[Source records]
=====

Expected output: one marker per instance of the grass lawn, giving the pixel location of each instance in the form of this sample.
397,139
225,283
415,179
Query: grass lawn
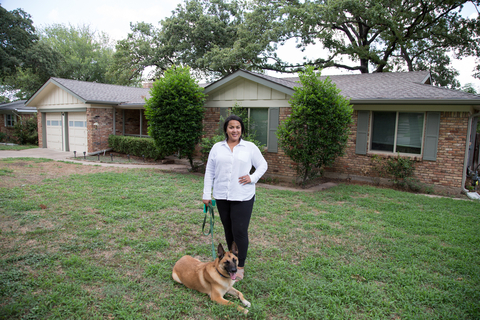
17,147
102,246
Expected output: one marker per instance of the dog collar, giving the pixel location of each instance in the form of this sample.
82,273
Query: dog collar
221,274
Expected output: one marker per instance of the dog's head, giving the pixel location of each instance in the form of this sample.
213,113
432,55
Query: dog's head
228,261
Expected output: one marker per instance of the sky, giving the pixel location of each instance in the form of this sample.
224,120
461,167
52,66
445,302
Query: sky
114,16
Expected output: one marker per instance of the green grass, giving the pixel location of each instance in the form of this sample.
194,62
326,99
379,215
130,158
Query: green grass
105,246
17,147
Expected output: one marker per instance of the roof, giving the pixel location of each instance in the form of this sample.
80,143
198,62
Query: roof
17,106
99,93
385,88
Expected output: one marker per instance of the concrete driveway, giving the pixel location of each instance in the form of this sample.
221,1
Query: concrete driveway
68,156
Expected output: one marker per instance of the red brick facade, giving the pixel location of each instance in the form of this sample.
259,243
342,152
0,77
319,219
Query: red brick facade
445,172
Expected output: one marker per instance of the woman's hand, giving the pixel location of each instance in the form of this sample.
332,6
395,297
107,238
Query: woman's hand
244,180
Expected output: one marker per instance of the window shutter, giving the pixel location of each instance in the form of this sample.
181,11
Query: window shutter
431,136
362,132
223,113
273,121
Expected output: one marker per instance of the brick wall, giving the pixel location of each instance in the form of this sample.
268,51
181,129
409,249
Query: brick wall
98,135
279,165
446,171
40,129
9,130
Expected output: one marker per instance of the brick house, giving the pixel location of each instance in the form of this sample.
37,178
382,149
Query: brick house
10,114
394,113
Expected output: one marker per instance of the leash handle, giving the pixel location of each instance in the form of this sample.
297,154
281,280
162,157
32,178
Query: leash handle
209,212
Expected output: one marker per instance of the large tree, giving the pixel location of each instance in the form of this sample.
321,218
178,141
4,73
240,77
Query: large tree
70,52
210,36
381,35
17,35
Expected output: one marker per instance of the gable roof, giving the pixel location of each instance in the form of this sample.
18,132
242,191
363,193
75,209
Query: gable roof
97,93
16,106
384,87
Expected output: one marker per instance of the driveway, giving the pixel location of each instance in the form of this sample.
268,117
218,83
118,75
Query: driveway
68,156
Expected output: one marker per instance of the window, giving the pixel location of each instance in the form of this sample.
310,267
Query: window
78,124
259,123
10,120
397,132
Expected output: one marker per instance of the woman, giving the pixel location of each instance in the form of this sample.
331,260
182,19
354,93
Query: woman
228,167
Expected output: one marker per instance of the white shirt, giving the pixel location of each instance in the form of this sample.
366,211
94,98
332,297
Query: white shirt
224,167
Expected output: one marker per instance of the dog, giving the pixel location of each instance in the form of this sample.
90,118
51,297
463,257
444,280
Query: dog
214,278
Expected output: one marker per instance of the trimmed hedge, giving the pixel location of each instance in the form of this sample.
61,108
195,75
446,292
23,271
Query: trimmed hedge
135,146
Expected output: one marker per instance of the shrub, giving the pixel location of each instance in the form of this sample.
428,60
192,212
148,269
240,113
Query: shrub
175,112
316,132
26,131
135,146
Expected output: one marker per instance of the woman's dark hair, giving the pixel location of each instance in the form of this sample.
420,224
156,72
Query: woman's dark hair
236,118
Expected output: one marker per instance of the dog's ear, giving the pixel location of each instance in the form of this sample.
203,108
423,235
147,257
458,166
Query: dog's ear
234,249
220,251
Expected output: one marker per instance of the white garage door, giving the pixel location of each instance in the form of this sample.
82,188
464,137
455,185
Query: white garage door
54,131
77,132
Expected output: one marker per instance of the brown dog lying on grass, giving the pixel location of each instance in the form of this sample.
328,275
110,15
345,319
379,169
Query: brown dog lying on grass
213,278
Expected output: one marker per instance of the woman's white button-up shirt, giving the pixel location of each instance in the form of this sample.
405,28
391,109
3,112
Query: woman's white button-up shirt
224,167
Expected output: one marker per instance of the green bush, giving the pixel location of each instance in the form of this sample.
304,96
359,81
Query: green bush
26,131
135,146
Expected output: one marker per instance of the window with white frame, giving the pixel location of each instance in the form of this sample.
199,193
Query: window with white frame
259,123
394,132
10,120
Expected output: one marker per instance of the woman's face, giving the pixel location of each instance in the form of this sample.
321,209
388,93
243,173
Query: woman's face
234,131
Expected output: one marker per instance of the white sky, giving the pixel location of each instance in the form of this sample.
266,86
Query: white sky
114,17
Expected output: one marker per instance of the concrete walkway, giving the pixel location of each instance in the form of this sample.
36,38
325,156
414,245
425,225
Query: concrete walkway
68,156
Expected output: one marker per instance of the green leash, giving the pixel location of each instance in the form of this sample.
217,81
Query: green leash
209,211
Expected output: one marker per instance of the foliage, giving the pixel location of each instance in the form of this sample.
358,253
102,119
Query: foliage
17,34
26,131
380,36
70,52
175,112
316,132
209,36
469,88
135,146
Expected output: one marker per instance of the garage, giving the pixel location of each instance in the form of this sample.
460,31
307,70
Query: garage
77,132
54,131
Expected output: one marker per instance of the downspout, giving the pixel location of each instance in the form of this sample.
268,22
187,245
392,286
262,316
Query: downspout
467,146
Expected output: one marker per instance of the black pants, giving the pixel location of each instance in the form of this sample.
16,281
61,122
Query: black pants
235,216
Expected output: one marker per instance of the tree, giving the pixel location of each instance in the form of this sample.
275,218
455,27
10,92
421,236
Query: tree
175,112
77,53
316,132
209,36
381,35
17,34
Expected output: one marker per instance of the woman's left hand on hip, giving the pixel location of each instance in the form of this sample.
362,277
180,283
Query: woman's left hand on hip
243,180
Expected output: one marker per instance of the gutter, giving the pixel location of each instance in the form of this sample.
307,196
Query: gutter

=====

* _GOAL OF THE EXERCISE_: Set every entry down again exactly as written, and omit the images.

* _REPLY TO THE EXERCISE_:
Expected output: one marker per instance of the grass lawn, giving the pixel location of each instance in the form of this sample.
397,139
225,283
415,179
Query: grass lawn
17,147
102,246
Expected output: one marker per instance of the dog collar, giving the pixel location of each instance in the form of this sample.
82,273
Query: dog collar
221,274
Expected output: one marker per instance of the dog's head, giving the pixel location of each instance in the form of this sample.
213,113
432,55
Query: dog's head
228,261
Expected output: one marker per instance of the sky, giving the pixel location of each instance in the form of this sample.
224,120
461,167
52,66
445,302
Query: sky
114,16
Expected output: one marker per instance of the green grass, giving the pixel location of each instance in the form of this sample.
194,62
326,99
379,215
130,158
Query: green grass
105,246
17,147
Expected output: one marker per instance of the roof, giving the pixel location of each instance in the form of this sample.
80,143
198,62
Query: roof
17,106
99,93
385,88
Expected output: one marker per instance of the concrete driveway, giving the pixel location of each instance in the form of this sample.
221,1
Query: concrete driveway
68,156
Expected output: one marker per instance of the red brick facade, giving the pixel location of each instance in the form of this sample.
259,243
342,152
0,77
319,219
Query: red brick facade
445,172
Expected output: one marker per instance of the woman's hand, giving the pixel location of each instance in the form of this sample.
332,6
395,297
107,238
Query: woman's hand
244,180
Expected output: one marker per instance of the window shutter, giving the pixel location of each instance in the form of this sample.
181,11
Query: window shutter
431,136
362,132
223,113
273,121
Expected output: one marker per instance of the brick wall, giving the pixel location of each instance in the form of this sample.
268,51
181,129
409,249
Query: brick wall
98,135
279,165
446,171
40,129
9,130
Expected output: one marker per instance of the brick house, giving the pixel location of each instance in the form of this sample.
37,178
382,149
Query: brick house
10,114
394,113
Expected output: one marker per instance of the leash handle, giving the pixel location of each instance in the form of this sample.
297,154
281,280
162,157
32,178
Query: leash handle
209,212
Expected output: one marker per instance of the large tree, giving the pixel location of each instance in the form of this sample.
321,218
178,141
4,73
240,77
Query: large tree
70,52
210,36
381,35
17,35
Expected output: one marker per instance of the gable roof, giving the pixel location of each instance in the form of this sample.
18,132
242,191
363,193
75,209
Query: gable roof
97,93
16,106
384,87
Expected output: one marker per instance of the driveway, giving the pixel location of each instance in the form of this sample.
268,117
218,83
118,75
Query: driveway
68,156
Expected output: one marker per instance of the window, giving the pixel location of each instance in the form of this sample.
310,267
Query: window
78,124
259,123
10,120
397,132
Expected output: one marker per instance of the woman, giving the pixel location of each instance in the form of this sample.
331,260
182,19
354,93
Query: woman
228,167
Expected output: one marker per instance of the white shirt, giving the pixel location of each instance in the form of this sample.
366,211
94,98
332,297
Query: white shirt
224,167
Expected output: one marker per instance of the dog, giving the pixel location of each instance in the form of this sample.
90,118
51,297
463,257
444,280
Query: dog
214,278
Expected output: one marker per instance of the trimmed hedge, giving the pixel location of each instance in the form of this sample.
61,108
195,75
446,292
23,271
Query: trimmed hedge
135,146
Expected output: one marker per instance of the shrub, giving the pixel location of each instance in the form of this sample.
428,60
192,212
148,269
240,113
Query: shrub
175,112
316,132
26,131
135,146
Expected output: one marker per instance of the woman's dark hair, giving the pixel location of each instance in the form of this sample.
420,224
156,72
Query: woman's dark hair
236,118
Expected output: one marker per instance of the dog's ear, giving the pixel location of each instance in the form of this sample.
203,108
423,235
147,257
458,166
Query: dog's ear
234,249
220,251
Expected output: one marker per instance of the white garage door, giving the pixel location of each instance in the form of this sample.
82,188
464,137
455,185
Query: white garage door
54,131
77,132
Expected output: one marker per instance of the brown dog lying on grass, giving the pixel location of each instance in the form of this sample.
328,275
110,15
345,319
379,169
Query: brown dog lying on grass
213,278
Expected output: one marker per instance of the woman's white button-up shirt, giving the pixel location of each instance in the form of this sample.
405,28
391,109
3,112
Query: woman's white button-up shirt
224,167
Expected output: one marker per instance of the green bush, giving the pixel location of each instance in the form of this sample.
304,96
359,81
Query: green bush
26,131
135,146
Expected output: one marker per instance of the window with white frame, giving the pixel location of each instance in the form of this sample.
199,193
Query: window with white frame
259,123
394,132
10,120
Expected output: one marker per instance of the woman's face, giving the pixel location of each instance in the form of this sample.
321,209
388,93
243,173
Query: woman's face
234,131
Expected output: one marker per instance of the white sky, giving the pixel location of each instance in the form of this sample.
266,86
Query: white sky
114,17
Expected output: one marker per instance of the concrete walkway, giving the pixel location of each instance in the form of this sample.
36,38
325,156
414,245
425,225
Query: concrete walkway
68,156
Expected output: one marker per instance of the green leash, giving the pixel location of each instance in the form of this sample.
217,81
Query: green leash
209,211
Expected output: one marker per instance of the foliage, giving the pixel location of each instance in the form of this sample.
358,253
102,119
Query: foliage
17,34
26,131
380,36
70,52
175,112
316,132
209,36
469,88
135,146
Expected output: one marker per instance of the garage, giving the pixel location of each instance in the form of this sample.
460,31
307,70
Query: garage
77,132
54,131
Expected output: one marker per instance of the downspout, giving the pixel location of each instance in the form of this sample.
268,22
187,245
392,286
262,316
Query: downspout
467,146
Expected output: one marker per instance of the black pants, giving the pixel location of each instance in the form of this sample.
16,281
61,122
Query: black pants
235,216
Expected output: one marker per instance of the tree, giving the pixel location of each instance in the form of this sample.
275,218
455,27
10,92
421,236
Query: tree
175,112
77,53
316,132
209,36
381,35
17,34
Expected output: one marker per instance of the woman's left hand on hip, giving the pixel location of each instance in the form of this sample.
362,277
180,283
Query: woman's left hand on hip
243,180
Expected output: one marker per instance of the gutter, giving the pixel location of each instance in the form of this sample.
307,196
Query: gutter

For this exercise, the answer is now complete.